What you give back from the listing below should be an exact copy of the lines from the one with "Where can the wet" down to the one with "Where can the wildflower", and it should contain no pictures.

-- The input follows --

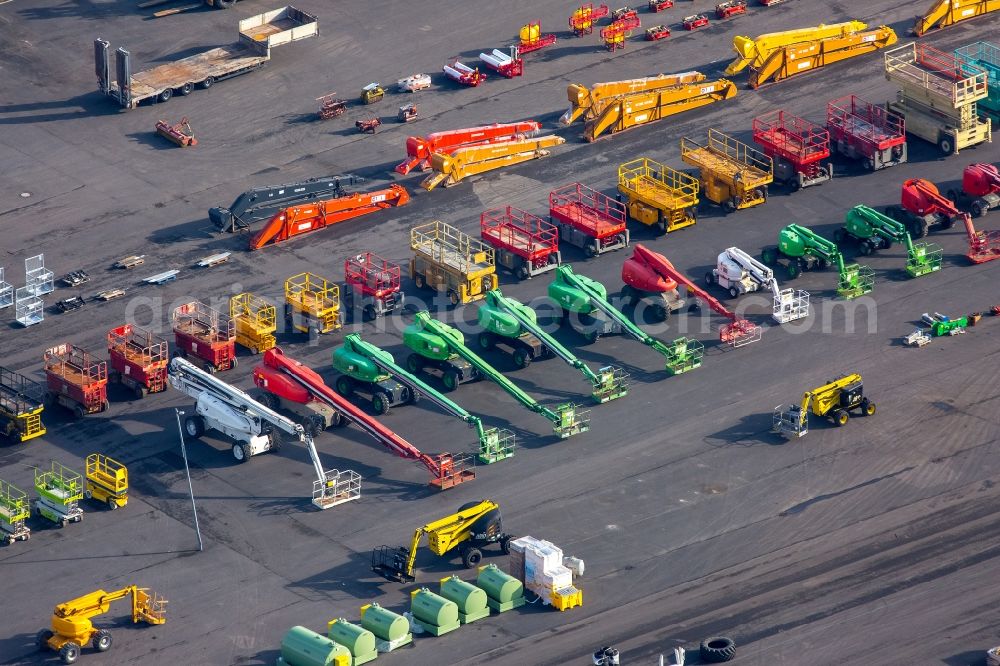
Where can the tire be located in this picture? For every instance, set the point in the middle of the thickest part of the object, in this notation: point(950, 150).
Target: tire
point(194, 426)
point(102, 640)
point(345, 386)
point(42, 639)
point(471, 557)
point(69, 653)
point(840, 417)
point(717, 650)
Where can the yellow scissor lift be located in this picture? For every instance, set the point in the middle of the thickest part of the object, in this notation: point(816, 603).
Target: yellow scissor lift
point(452, 262)
point(14, 511)
point(256, 322)
point(312, 304)
point(107, 481)
point(658, 195)
point(733, 175)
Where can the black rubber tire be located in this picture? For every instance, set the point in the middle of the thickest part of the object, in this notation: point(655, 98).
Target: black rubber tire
point(102, 640)
point(718, 649)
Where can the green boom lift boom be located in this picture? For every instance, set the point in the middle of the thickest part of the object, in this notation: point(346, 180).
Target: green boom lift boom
point(443, 347)
point(805, 250)
point(510, 321)
point(364, 363)
point(872, 231)
point(595, 316)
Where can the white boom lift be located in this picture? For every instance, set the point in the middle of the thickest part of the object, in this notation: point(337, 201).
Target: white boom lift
point(223, 407)
point(740, 273)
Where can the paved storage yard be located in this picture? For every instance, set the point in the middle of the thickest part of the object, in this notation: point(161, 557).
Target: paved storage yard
point(871, 544)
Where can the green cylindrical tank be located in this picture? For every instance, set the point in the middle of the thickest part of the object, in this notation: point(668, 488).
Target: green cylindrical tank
point(571, 298)
point(469, 598)
point(358, 640)
point(304, 647)
point(432, 608)
point(384, 623)
point(499, 585)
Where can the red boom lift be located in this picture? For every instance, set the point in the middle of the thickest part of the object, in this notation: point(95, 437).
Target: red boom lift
point(296, 220)
point(291, 380)
point(420, 149)
point(648, 274)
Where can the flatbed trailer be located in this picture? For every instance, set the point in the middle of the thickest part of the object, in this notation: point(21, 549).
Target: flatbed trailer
point(22, 402)
point(206, 337)
point(138, 360)
point(451, 262)
point(525, 244)
point(588, 219)
point(75, 380)
point(864, 131)
point(938, 95)
point(257, 34)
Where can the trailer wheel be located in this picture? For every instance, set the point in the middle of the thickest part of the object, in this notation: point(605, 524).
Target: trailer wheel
point(194, 426)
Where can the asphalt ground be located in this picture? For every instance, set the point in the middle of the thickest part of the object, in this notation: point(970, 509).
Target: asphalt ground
point(874, 543)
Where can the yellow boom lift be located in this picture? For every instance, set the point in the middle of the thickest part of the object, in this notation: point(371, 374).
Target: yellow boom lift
point(72, 627)
point(451, 169)
point(619, 105)
point(473, 526)
point(733, 174)
point(833, 400)
point(943, 13)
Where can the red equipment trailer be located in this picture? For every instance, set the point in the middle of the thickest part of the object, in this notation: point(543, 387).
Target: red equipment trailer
point(730, 8)
point(297, 220)
point(649, 274)
point(75, 380)
point(293, 381)
point(980, 189)
point(588, 219)
point(205, 336)
point(861, 130)
point(526, 245)
point(581, 21)
point(138, 360)
point(420, 149)
point(797, 147)
point(372, 284)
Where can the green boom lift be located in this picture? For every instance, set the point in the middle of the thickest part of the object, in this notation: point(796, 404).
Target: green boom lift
point(872, 231)
point(585, 305)
point(509, 321)
point(441, 346)
point(363, 363)
point(805, 250)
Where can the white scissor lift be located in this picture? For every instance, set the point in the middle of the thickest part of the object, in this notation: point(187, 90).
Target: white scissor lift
point(223, 407)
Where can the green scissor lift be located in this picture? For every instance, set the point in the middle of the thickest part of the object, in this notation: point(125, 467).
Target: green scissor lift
point(506, 319)
point(588, 299)
point(438, 345)
point(805, 250)
point(14, 510)
point(368, 364)
point(59, 492)
point(874, 231)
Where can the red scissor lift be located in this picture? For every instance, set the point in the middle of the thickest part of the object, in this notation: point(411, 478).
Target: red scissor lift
point(797, 147)
point(138, 360)
point(75, 380)
point(588, 219)
point(526, 245)
point(861, 130)
point(581, 22)
point(372, 285)
point(206, 336)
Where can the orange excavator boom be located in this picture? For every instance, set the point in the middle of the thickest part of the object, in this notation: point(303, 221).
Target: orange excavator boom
point(297, 220)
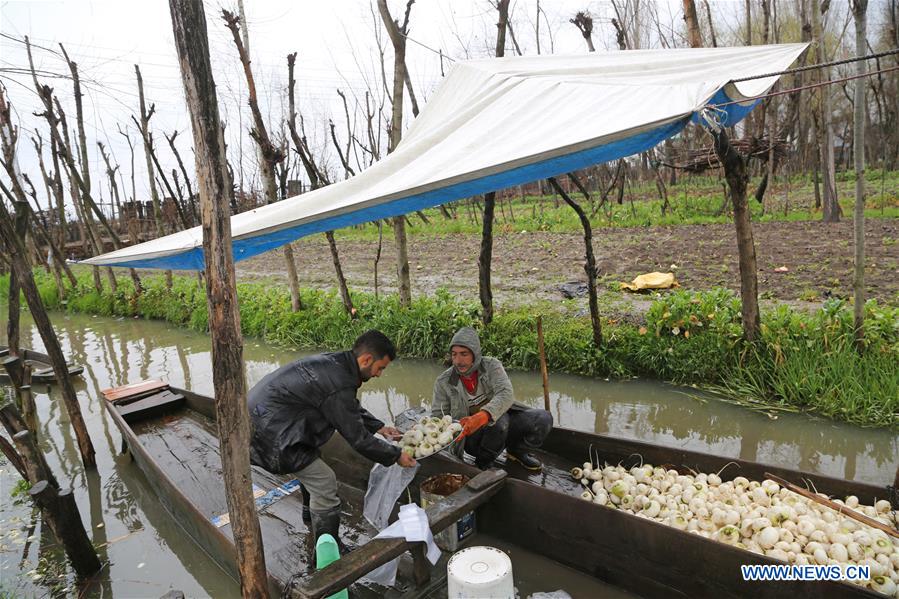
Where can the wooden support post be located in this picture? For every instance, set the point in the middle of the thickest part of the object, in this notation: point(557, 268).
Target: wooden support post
point(13, 456)
point(192, 44)
point(16, 254)
point(29, 410)
point(421, 568)
point(61, 514)
point(12, 418)
point(14, 366)
point(35, 464)
point(543, 369)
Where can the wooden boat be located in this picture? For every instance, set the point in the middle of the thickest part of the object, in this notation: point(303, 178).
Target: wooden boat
point(171, 435)
point(41, 367)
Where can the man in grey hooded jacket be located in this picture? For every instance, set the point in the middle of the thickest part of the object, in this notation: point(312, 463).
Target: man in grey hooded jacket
point(476, 391)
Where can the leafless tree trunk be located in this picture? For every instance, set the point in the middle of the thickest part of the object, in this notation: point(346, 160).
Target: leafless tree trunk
point(191, 197)
point(14, 250)
point(397, 35)
point(692, 22)
point(824, 115)
point(737, 179)
point(144, 129)
point(747, 33)
point(708, 14)
point(860, 11)
point(584, 22)
point(317, 179)
point(114, 189)
point(214, 182)
point(269, 155)
point(485, 258)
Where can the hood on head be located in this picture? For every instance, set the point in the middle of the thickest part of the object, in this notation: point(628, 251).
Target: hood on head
point(468, 337)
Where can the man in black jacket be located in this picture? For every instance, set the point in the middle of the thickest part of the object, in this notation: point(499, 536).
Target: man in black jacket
point(297, 408)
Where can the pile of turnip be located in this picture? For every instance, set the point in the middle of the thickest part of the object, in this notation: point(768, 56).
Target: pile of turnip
point(429, 435)
point(756, 516)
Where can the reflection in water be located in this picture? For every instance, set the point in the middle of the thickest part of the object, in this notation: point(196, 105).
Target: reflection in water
point(148, 554)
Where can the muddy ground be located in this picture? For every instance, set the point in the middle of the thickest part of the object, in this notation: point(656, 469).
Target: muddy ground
point(530, 266)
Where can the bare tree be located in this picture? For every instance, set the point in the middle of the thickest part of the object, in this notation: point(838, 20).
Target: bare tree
point(317, 179)
point(584, 22)
point(692, 22)
point(270, 156)
point(824, 121)
point(144, 128)
point(860, 12)
point(214, 181)
point(485, 258)
point(14, 251)
point(397, 35)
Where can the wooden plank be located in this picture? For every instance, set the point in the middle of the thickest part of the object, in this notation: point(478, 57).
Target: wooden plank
point(134, 389)
point(378, 552)
point(150, 407)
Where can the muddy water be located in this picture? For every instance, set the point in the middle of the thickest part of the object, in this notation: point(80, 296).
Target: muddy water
point(147, 554)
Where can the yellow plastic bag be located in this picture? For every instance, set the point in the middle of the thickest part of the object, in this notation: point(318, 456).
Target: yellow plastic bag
point(652, 280)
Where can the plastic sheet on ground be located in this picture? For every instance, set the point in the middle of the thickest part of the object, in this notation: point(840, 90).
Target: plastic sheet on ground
point(652, 280)
point(385, 485)
point(413, 526)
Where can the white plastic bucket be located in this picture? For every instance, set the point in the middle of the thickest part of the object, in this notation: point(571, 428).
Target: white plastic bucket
point(480, 573)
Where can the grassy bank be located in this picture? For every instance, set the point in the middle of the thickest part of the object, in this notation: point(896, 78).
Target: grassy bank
point(805, 362)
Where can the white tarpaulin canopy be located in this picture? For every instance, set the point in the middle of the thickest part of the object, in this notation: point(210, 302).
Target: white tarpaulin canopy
point(499, 122)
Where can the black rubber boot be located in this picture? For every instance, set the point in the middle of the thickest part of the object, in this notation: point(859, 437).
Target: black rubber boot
point(526, 460)
point(328, 522)
point(307, 515)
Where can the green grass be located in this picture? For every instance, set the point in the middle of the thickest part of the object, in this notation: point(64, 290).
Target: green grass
point(804, 362)
point(694, 200)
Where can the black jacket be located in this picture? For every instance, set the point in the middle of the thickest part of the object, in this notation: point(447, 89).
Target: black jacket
point(296, 409)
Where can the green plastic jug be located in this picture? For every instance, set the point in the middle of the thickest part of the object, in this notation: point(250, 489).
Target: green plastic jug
point(326, 553)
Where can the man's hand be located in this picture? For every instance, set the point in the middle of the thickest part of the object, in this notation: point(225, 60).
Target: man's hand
point(471, 424)
point(406, 461)
point(390, 432)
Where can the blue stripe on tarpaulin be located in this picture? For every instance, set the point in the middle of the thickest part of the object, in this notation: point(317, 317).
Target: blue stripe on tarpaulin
point(253, 246)
point(263, 500)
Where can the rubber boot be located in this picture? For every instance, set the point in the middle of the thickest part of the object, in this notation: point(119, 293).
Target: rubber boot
point(525, 459)
point(328, 522)
point(307, 515)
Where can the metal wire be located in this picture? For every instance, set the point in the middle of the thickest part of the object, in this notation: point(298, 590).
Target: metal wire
point(820, 65)
point(811, 86)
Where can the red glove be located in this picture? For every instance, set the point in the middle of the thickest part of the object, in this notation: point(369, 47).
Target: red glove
point(471, 424)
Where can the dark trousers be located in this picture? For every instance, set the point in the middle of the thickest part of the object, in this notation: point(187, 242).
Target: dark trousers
point(519, 429)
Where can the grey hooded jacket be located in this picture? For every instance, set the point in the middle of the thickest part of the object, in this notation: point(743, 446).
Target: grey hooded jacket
point(450, 396)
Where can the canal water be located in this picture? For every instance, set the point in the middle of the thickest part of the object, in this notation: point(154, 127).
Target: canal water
point(147, 554)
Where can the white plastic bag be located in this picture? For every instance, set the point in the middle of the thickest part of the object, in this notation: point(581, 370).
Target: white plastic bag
point(412, 525)
point(385, 485)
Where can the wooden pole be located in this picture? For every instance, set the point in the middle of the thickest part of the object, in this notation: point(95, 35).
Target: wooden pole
point(737, 176)
point(29, 410)
point(14, 366)
point(61, 514)
point(35, 464)
point(11, 418)
point(191, 41)
point(543, 370)
point(13, 456)
point(16, 254)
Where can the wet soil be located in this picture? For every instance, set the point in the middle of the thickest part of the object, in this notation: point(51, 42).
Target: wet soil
point(818, 259)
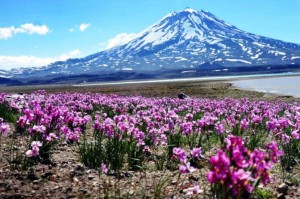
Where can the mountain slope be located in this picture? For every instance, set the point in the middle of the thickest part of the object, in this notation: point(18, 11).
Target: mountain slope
point(185, 39)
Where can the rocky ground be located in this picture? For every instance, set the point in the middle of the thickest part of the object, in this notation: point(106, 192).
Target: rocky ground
point(65, 177)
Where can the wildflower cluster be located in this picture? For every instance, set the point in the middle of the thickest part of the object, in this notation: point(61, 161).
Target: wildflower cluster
point(127, 132)
point(4, 128)
point(236, 169)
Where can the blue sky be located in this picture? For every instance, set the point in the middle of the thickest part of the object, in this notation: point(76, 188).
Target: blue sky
point(38, 32)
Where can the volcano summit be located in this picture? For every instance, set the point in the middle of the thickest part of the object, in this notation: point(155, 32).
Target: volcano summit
point(183, 40)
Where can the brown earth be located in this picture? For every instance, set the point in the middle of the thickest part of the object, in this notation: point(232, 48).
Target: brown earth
point(65, 177)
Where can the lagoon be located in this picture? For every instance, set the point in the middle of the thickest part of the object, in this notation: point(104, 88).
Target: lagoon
point(285, 85)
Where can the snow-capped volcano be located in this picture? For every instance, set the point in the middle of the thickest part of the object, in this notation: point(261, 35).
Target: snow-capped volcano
point(185, 39)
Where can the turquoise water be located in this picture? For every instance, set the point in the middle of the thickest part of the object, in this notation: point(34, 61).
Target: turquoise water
point(281, 83)
point(287, 85)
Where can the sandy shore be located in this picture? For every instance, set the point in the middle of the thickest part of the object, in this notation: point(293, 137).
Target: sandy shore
point(196, 88)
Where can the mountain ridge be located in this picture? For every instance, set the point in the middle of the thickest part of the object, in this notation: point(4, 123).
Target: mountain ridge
point(180, 40)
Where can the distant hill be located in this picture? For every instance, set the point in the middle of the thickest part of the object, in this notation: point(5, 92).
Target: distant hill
point(183, 40)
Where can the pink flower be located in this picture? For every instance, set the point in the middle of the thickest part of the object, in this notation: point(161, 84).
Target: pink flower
point(193, 190)
point(4, 128)
point(104, 168)
point(274, 151)
point(196, 153)
point(179, 154)
point(219, 167)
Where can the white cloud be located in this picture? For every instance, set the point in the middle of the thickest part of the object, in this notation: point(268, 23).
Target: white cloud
point(120, 39)
point(31, 29)
point(28, 28)
point(84, 26)
point(9, 62)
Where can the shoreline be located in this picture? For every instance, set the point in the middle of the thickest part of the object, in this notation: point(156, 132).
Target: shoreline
point(196, 88)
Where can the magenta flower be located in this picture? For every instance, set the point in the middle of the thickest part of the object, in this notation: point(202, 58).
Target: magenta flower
point(195, 190)
point(274, 152)
point(186, 168)
point(219, 167)
point(4, 128)
point(196, 153)
point(220, 128)
point(244, 124)
point(34, 152)
point(179, 154)
point(104, 168)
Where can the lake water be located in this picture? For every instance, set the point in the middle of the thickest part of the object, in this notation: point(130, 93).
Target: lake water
point(280, 83)
point(287, 85)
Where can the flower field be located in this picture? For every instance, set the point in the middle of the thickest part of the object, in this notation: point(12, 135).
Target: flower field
point(139, 147)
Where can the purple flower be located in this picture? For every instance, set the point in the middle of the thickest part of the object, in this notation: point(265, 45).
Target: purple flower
point(179, 154)
point(104, 168)
point(274, 152)
point(195, 190)
point(220, 128)
point(4, 128)
point(196, 153)
point(219, 167)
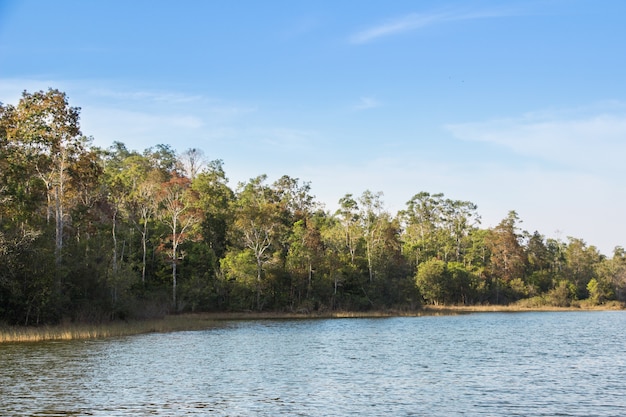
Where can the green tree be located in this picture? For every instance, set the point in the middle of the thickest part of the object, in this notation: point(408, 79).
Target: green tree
point(257, 225)
point(177, 211)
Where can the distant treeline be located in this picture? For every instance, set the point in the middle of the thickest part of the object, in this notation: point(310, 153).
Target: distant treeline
point(92, 234)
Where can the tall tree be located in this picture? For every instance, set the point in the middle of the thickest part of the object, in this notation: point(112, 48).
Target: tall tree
point(177, 211)
point(257, 225)
point(47, 129)
point(371, 216)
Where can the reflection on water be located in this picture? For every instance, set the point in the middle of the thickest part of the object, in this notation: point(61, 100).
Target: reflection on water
point(525, 364)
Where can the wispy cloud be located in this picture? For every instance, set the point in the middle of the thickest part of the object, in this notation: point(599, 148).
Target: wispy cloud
point(590, 141)
point(414, 21)
point(365, 103)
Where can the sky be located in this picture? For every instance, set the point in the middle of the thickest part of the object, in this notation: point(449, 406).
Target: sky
point(516, 105)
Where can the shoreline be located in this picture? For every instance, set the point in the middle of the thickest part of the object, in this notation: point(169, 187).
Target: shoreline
point(207, 320)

-- The input concluded --

Final answer |
Where can the wet soil be located in this picture? For every instance, set the point in the middle of the thickest part of the object, in this notation: point(51, 42).
Target: wet soil
point(818, 259)
Where can the mountain slope be located in this picture? For every instance, set the point in the middle of the thickest part of the object, in this notation: point(18, 11).
Target: mountain slope
point(185, 39)
Where can the rocky ground be located in this picture? For every instance, set the point in the middle of the thickest part of the object, in this notation: point(106, 192).
Target: rocky ground
point(65, 177)
Where can the wildflower cluster be located in this picture? For every instance, set the point in the middle of the thickest part of the object, in this notation: point(61, 161).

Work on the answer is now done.